#### Your task:
When you respond, restate each record exactly as it is given.

= = = =

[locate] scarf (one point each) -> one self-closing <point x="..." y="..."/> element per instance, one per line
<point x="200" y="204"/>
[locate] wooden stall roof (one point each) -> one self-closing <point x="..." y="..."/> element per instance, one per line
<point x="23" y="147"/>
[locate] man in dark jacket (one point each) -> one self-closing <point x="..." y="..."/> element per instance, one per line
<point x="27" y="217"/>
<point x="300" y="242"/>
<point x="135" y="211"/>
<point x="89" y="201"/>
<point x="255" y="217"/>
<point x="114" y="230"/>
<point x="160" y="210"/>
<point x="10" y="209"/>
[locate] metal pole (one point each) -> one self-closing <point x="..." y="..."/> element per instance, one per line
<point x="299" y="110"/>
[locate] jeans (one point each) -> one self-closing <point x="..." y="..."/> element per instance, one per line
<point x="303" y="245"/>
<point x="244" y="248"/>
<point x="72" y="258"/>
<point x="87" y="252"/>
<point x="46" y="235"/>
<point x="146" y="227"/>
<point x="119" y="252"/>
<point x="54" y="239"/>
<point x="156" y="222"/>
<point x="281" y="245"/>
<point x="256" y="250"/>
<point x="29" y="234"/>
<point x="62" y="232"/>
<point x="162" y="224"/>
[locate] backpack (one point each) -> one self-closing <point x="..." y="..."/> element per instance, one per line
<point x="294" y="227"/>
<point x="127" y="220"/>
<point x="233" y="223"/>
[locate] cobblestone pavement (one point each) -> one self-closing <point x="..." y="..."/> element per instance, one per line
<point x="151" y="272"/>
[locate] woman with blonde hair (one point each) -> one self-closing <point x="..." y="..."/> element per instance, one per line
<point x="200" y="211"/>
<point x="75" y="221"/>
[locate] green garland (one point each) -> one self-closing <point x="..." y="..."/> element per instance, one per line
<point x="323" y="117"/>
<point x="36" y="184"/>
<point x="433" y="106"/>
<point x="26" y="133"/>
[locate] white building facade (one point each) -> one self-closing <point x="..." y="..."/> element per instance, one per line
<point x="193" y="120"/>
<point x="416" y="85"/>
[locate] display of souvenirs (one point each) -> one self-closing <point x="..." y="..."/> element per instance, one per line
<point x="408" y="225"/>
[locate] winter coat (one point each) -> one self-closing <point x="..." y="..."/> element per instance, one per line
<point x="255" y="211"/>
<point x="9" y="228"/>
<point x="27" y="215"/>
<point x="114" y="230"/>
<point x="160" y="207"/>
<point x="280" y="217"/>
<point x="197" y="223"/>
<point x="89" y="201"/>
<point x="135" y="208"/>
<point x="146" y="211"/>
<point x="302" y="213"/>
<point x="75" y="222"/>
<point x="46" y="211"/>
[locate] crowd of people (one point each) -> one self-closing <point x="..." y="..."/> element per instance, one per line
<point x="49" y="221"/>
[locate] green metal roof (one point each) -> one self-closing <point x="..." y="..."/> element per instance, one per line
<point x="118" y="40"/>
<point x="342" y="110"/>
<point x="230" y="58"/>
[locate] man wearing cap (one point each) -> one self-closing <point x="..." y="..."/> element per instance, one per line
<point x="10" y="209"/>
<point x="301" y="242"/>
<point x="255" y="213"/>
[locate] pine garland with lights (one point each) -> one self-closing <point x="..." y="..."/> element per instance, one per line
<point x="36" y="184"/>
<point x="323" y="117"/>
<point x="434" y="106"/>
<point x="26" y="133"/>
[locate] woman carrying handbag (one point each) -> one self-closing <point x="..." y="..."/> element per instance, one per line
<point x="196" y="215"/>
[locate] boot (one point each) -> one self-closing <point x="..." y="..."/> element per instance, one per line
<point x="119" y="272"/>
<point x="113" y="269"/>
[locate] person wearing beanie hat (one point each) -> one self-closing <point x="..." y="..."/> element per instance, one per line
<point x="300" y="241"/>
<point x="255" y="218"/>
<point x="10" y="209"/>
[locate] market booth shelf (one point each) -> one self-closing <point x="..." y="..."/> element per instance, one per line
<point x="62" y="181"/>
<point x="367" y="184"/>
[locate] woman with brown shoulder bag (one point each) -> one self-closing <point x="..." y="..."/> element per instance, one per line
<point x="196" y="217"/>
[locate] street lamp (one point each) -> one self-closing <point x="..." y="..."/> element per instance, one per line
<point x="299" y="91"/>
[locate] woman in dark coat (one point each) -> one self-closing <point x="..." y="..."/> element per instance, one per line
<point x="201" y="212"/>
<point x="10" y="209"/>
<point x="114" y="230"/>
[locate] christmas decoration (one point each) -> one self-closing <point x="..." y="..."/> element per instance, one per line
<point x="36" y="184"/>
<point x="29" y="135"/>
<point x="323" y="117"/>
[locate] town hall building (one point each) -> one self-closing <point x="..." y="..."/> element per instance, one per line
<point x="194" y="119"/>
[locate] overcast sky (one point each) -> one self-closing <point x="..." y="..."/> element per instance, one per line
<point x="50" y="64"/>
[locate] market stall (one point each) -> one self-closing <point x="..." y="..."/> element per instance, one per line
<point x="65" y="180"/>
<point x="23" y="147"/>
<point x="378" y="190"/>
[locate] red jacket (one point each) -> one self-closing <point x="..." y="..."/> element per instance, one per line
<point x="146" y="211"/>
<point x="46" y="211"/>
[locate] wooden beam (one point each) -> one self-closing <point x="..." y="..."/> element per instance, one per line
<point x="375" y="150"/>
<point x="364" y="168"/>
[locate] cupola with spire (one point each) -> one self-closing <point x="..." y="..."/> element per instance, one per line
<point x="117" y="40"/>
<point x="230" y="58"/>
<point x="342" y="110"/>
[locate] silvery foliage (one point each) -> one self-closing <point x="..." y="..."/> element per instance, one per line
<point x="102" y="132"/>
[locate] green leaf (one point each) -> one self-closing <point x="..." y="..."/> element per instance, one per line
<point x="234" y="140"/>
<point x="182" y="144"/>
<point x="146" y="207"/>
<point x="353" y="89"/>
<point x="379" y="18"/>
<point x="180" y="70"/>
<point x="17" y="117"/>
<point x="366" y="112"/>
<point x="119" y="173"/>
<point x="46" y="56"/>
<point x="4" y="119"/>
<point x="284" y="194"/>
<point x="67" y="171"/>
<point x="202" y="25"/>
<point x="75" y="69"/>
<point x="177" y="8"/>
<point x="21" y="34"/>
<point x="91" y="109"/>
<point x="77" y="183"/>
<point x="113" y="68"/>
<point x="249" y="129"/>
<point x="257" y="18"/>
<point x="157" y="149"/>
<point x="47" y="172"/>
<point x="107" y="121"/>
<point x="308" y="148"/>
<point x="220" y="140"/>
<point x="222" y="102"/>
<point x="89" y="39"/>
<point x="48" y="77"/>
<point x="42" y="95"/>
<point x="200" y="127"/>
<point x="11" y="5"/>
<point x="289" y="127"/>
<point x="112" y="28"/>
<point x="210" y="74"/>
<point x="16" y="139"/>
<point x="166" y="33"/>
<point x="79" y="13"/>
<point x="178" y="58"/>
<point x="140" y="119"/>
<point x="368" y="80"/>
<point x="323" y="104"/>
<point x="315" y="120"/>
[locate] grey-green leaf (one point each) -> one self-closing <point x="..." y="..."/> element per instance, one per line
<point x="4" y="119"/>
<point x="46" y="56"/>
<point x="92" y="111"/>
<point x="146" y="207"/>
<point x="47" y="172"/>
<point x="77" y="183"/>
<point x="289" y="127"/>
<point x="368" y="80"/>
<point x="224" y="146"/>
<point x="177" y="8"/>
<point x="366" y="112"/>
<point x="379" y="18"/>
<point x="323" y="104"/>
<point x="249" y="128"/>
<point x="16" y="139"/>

= = = =

#### Response to the task:
[locate] scarf (one point each) -> one self-closing <point x="..." y="..."/> element per instance, one per line
<point x="200" y="204"/>
[locate] wooden stall roof (one point each) -> one self-closing <point x="..." y="..."/> element per instance, one per line
<point x="23" y="147"/>
[locate] man in dark jacket (one point each) -> one self-closing <point x="..." y="..."/> element per instance, one per line
<point x="27" y="217"/>
<point x="300" y="242"/>
<point x="135" y="211"/>
<point x="89" y="201"/>
<point x="255" y="217"/>
<point x="114" y="230"/>
<point x="160" y="210"/>
<point x="10" y="209"/>
[locate] metal pole (one point each) -> one self-closing <point x="..." y="..."/> element per instance, one per line
<point x="299" y="110"/>
[locate] jeans (one point each) -> one self-closing <point x="..." y="..."/> element per instance, one per line
<point x="303" y="245"/>
<point x="244" y="248"/>
<point x="72" y="258"/>
<point x="87" y="252"/>
<point x="46" y="235"/>
<point x="146" y="227"/>
<point x="119" y="252"/>
<point x="54" y="239"/>
<point x="156" y="222"/>
<point x="281" y="245"/>
<point x="256" y="250"/>
<point x="29" y="234"/>
<point x="62" y="232"/>
<point x="162" y="224"/>
[locate] backpack (one point each) -> one self-closing <point x="..." y="..."/> element per instance, one per line
<point x="294" y="227"/>
<point x="127" y="220"/>
<point x="233" y="223"/>
[locate] cobblestone pavement (one point each) -> one self-closing <point x="..." y="..."/> element per instance, one per line
<point x="151" y="272"/>
[locate] woman with blonde hair (one point each) -> one self-closing <point x="..." y="..."/> element per instance, one per line
<point x="200" y="211"/>
<point x="75" y="221"/>
[locate] green garland (one point each) -> one self-closing <point x="..." y="..."/> element per instance, one per line
<point x="323" y="117"/>
<point x="36" y="184"/>
<point x="433" y="106"/>
<point x="26" y="133"/>
[locate] white building facade (one point each) -> one self-closing <point x="..." y="..."/> element per instance, one per line
<point x="193" y="120"/>
<point x="416" y="85"/>
[locate] display of souvenirs (one point each) -> one self-closing <point x="..." y="..."/> element per instance, one per line
<point x="408" y="225"/>
[locate] winter coat (one point each) -> one self-closing <point x="..." y="..."/> element per instance, one per line
<point x="255" y="211"/>
<point x="9" y="228"/>
<point x="27" y="215"/>
<point x="114" y="230"/>
<point x="160" y="207"/>
<point x="280" y="217"/>
<point x="197" y="223"/>
<point x="89" y="201"/>
<point x="135" y="208"/>
<point x="146" y="211"/>
<point x="302" y="213"/>
<point x="75" y="222"/>
<point x="46" y="211"/>
[locate] crowd of people (one point each) -> one self-closing <point x="..." y="..."/> element per instance, one per line
<point x="49" y="221"/>
[locate] green metal roof (one point each) -> one self-closing <point x="..." y="..."/> element per instance, one per line
<point x="118" y="40"/>
<point x="342" y="110"/>
<point x="230" y="58"/>
[locate] man wearing cap (one point each) -> one self-closing <point x="..." y="..."/> element per instance, one per line
<point x="10" y="209"/>
<point x="301" y="242"/>
<point x="255" y="213"/>
[locate] pine garland with lights (one point each) -> one self-closing <point x="..." y="..."/> element per instance, one per line
<point x="36" y="184"/>
<point x="323" y="117"/>
<point x="434" y="106"/>
<point x="26" y="133"/>
[locate] woman carrying handbag (one point each) -> one self-closing <point x="..." y="..."/> element per instance, one per line
<point x="196" y="215"/>
[locate] boot (one point each) -> one self-closing <point x="..." y="..."/> element per instance, one per line
<point x="119" y="272"/>
<point x="113" y="269"/>
[locate] person wearing beanie hat (one point each) -> one self-closing <point x="..." y="..."/> element per instance, one per line
<point x="300" y="241"/>
<point x="255" y="218"/>
<point x="10" y="209"/>
[locate] market booth shelf (one point each) -> one self-closing <point x="..." y="..."/> element per instance, one per line
<point x="62" y="181"/>
<point x="367" y="184"/>
[locate] woman with brown shoulder bag (one point each) -> one self-closing <point x="..." y="..."/> element per instance, one per line
<point x="196" y="217"/>
[locate] street lamp (one point each) -> one self-closing <point x="..." y="..."/> element per instance, one per line
<point x="299" y="91"/>
[locate] woman in dark coat (one point each) -> one self-closing <point x="..." y="..."/> element per instance, one per line
<point x="201" y="212"/>
<point x="10" y="209"/>
<point x="114" y="230"/>
[locate] christmas decoration (one point each) -> one self-closing <point x="..." y="..."/> element per instance, one per line
<point x="36" y="184"/>
<point x="29" y="135"/>
<point x="323" y="117"/>
[locate] town hall building (one point each) -> one self-closing <point x="..." y="..."/> element per instance, one per line
<point x="194" y="119"/>
[locate] overcast sky (one point each) -> one self-closing <point x="..." y="..."/> element per instance, one per line
<point x="50" y="64"/>
[locate] market stall (one point each) -> one self-closing <point x="..." y="..."/> element per instance, one per line
<point x="65" y="180"/>
<point x="23" y="147"/>
<point x="378" y="190"/>
[locate] red jacket (one point each) -> one self-closing <point x="..." y="..."/> element per instance, one per line
<point x="146" y="211"/>
<point x="46" y="211"/>
[locate] wooden beam (one point each) -> one self-closing <point x="..." y="..."/> element per instance, one per line
<point x="375" y="150"/>
<point x="364" y="168"/>
[locate] cupola with spire (one point each) -> one self-closing <point x="..." y="..."/> element per instance, one per line
<point x="117" y="40"/>
<point x="230" y="58"/>
<point x="342" y="110"/>
[locate] silvery foliage (one point each) -> one self-closing <point x="..." y="..."/> element per instance, one per line
<point x="102" y="132"/>
[locate] green leaf (one point each) -> one self-closing <point x="..." y="..."/> element per instance, one per line
<point x="234" y="140"/>
<point x="182" y="144"/>
<point x="146" y="207"/>
<point x="353" y="89"/>
<point x="379" y="18"/>
<point x="180" y="70"/>
<point x="17" y="117"/>
<point x="366" y="112"/>
<point x="119" y="173"/>
<point x="46" y="56"/>
<point x="4" y="119"/>
<point x="284" y="194"/>
<point x="67" y="171"/>
<point x="202" y="25"/>
<point x="75" y="69"/>
<point x="177" y="8"/>
<point x="21" y="34"/>
<point x="91" y="109"/>
<point x="77" y="183"/>
<point x="113" y="68"/>
<point x="249" y="129"/>
<point x="257" y="18"/>
<point x="157" y="149"/>
<point x="47" y="172"/>
<point x="107" y="121"/>
<point x="308" y="148"/>
<point x="220" y="140"/>
<point x="222" y="102"/>
<point x="89" y="39"/>
<point x="48" y="77"/>
<point x="42" y="95"/>
<point x="200" y="127"/>
<point x="11" y="5"/>
<point x="289" y="127"/>
<point x="112" y="28"/>
<point x="210" y="74"/>
<point x="16" y="139"/>
<point x="166" y="33"/>
<point x="79" y="13"/>
<point x="178" y="58"/>
<point x="140" y="119"/>
<point x="368" y="80"/>
<point x="323" y="104"/>
<point x="315" y="120"/>
[locate] grey-green leaf (one point each) -> one self-closing <point x="..." y="..."/> element per instance, one per line
<point x="4" y="119"/>
<point x="46" y="56"/>
<point x="92" y="111"/>
<point x="146" y="207"/>
<point x="47" y="172"/>
<point x="77" y="183"/>
<point x="289" y="127"/>
<point x="368" y="80"/>
<point x="224" y="146"/>
<point x="177" y="8"/>
<point x="366" y="112"/>
<point x="379" y="18"/>
<point x="323" y="104"/>
<point x="249" y="128"/>
<point x="16" y="139"/>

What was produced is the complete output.